**EXCERPT PROVIDED**
----------------
Three-dimensional model of an HIV virus.
Scientists may one day be able to destroy viruses in the same way that opera singers presumably shatter wine glasses. New research mathematically determined the frequencies at which simple viruses could be shaken to death.
"The capsid of a virus is something like the shell of a turtle," said physicist Otto Sankey of Arizona State University. "If the shell can be compromised [by mechanical vibrations], the virus can be inactivated."
Recent experimental evidence has shown that laser pulses tuned to the right frequency can kill certain viruses. However, locating these so-called resonant frequencies is a bit of trial and error.
"Experiments must just try a wide variety of conditions and hope that conditions are found that can lead to success," Sankey told LiveScience.
To expedite this search, Sankey and his student Eric Dykeman have developed a way to calculate the vibrational motion of every atom in a virus shell. From this, they can determine the lowest resonant frequencies.
As an example of their technique, the team modeled the satellite tobacco necrosis virus and found this small virus resonates strongly around 60 Gigahertz (where one Gigahertz is a billion cycles per second), as reported in the Jan. 14 issue of Physical Review Letters.
A virus' death knell
All objects have resonant frequencies at which they naturally oscillate. Pluck a guitar string and it will vibrate at a resonant frequency.
But resonating can get out of control. A famous example is the Tacoma Narrows Bridge, which warped and finally collapsed in 1940 due to a wind that rocked the bridge back and forth at one of its resonant frequencies.
Viruses are susceptible to the same kind of mechanical excitation. An experimental group led by K. T. Tsen from Arizona State University have recently shown that pulses of laser light can induce destructive vibrations in virus shells.
"The idea is that the time that the pulse is on is about a quarter of a period of a vibration," Sankey said. "Like pushing a child on a swing from rest, one impulsive push gets the virus shaking."
----------------
**ACTIVITIES**
**A.** According to the virus resonance article, at roughly what frequency does the satellite tobacco necrosis virus resonate strongly?
**B.** Carry the virus resonance article forward from its final sentence.
Nothing in the items is needed here.
----------------
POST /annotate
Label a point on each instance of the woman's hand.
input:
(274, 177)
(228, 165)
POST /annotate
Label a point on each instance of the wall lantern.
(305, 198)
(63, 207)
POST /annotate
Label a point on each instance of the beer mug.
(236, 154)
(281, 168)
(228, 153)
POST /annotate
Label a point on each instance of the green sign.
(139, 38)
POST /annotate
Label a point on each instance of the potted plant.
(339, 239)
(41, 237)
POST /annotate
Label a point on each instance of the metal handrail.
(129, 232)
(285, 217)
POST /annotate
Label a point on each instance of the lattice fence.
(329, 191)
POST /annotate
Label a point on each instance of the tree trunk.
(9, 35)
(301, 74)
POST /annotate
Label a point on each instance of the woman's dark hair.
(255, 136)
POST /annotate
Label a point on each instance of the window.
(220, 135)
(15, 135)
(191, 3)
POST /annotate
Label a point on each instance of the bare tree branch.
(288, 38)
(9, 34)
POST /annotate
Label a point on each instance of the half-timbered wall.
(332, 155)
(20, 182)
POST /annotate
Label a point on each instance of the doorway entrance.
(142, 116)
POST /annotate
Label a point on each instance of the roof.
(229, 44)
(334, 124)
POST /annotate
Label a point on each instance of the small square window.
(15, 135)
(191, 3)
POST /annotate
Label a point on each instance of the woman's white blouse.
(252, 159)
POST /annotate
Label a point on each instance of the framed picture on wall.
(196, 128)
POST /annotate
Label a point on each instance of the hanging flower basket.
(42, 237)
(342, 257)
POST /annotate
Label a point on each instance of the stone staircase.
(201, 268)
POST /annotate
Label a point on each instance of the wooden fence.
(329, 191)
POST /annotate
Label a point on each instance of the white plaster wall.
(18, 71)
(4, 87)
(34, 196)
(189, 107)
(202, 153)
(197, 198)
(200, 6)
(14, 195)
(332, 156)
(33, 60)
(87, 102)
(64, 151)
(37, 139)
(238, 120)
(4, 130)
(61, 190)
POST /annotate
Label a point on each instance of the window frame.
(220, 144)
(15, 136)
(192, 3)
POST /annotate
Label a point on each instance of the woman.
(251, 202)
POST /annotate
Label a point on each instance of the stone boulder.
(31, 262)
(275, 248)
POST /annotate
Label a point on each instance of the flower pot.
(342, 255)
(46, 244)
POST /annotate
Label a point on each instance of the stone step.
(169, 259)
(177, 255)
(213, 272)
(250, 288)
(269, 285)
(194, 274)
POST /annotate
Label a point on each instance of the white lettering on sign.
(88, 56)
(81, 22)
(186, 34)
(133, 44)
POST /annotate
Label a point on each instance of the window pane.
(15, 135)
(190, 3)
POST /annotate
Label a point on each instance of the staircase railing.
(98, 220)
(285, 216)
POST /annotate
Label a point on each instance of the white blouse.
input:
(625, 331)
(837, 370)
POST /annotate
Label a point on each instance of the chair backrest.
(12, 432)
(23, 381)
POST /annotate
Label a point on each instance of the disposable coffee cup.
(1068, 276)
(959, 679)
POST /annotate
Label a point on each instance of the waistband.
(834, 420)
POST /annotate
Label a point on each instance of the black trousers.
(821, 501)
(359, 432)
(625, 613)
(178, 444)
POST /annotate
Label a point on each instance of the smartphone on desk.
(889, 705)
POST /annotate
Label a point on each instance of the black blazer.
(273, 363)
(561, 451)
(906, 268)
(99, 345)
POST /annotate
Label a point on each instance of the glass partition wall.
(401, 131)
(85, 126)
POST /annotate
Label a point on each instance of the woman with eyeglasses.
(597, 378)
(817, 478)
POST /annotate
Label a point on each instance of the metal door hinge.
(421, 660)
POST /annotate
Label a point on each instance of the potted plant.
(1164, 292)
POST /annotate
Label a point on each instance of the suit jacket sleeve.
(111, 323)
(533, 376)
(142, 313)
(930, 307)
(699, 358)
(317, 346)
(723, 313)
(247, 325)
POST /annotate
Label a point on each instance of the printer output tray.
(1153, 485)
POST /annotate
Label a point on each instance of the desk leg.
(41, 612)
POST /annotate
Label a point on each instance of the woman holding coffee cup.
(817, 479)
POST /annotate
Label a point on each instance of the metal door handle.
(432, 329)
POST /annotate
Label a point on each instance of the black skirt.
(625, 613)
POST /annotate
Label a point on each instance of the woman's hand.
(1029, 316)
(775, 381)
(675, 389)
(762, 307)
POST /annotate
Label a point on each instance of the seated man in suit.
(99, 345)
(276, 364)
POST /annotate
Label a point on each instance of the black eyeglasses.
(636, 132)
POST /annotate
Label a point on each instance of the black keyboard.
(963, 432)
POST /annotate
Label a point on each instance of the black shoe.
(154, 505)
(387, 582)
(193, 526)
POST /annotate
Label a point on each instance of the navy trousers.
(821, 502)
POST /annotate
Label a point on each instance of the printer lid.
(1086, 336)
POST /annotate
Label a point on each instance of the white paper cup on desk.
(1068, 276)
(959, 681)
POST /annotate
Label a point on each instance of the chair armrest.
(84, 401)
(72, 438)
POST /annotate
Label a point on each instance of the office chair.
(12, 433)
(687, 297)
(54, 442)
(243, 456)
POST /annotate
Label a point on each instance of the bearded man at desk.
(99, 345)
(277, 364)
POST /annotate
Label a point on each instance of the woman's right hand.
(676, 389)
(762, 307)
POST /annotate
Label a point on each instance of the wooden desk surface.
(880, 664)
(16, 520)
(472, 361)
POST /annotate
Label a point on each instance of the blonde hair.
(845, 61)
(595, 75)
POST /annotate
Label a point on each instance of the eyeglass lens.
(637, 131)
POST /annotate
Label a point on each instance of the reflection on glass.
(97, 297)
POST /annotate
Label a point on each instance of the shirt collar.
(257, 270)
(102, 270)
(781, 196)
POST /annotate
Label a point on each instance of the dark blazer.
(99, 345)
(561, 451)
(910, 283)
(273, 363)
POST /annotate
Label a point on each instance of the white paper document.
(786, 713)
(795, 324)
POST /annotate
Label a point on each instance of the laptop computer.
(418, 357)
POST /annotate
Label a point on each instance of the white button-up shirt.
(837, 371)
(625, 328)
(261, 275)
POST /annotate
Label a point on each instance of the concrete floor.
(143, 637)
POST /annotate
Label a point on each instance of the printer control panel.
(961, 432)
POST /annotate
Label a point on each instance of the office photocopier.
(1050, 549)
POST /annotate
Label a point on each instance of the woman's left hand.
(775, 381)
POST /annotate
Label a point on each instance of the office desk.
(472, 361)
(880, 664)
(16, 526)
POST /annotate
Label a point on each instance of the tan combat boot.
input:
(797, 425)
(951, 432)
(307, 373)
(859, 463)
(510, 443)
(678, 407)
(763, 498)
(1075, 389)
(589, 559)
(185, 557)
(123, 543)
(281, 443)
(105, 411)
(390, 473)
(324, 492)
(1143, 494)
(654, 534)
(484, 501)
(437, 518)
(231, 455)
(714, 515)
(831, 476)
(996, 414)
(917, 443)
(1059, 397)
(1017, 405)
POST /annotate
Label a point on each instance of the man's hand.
----------------
**ANSWER SECTION**
**A.** Around 60 Gigahertz.

**B.**
It is difficult to calculate what sort of push will kill a virus, since there can be millions of atoms in its shell structure. A direct computation of each atom's movements would take several hundred thousand Gigabytes of computer memory, Sankey explained.
He and Dykeman have found a method to calculate the resonant frequencies with much less memory.
The team plans to use their technique to study other, more complicated viruses. However, it is still a long way from using this to neutralize the viruses in infected people.
One challenge is that laser light cannot penetrate the skin very deeply. But Sankey imagines that a patient might be hooked up to a dialysis-like machine that cycles blood through a tube where it can be hit with a laser. Or perhaps, ultrasound can be used instead of lasers.
These treatments would presumably be safer for patients than many antiviral drugs that can have terrible side-effects. Normal cells should not be affected by the virus-killing lasers or sound waves because they have resonant frequencies much lower than those of viruses, Sankey said.
Moreover, it is unlikely that viruses will develop resistance to mechanical shaking, as they do to drugs.
"This is such a new field, and there are so few experiments, that the science has not yet had sufficient time to prove itself," Sankey said. "We remain hopeful but remain skeptical at the same time."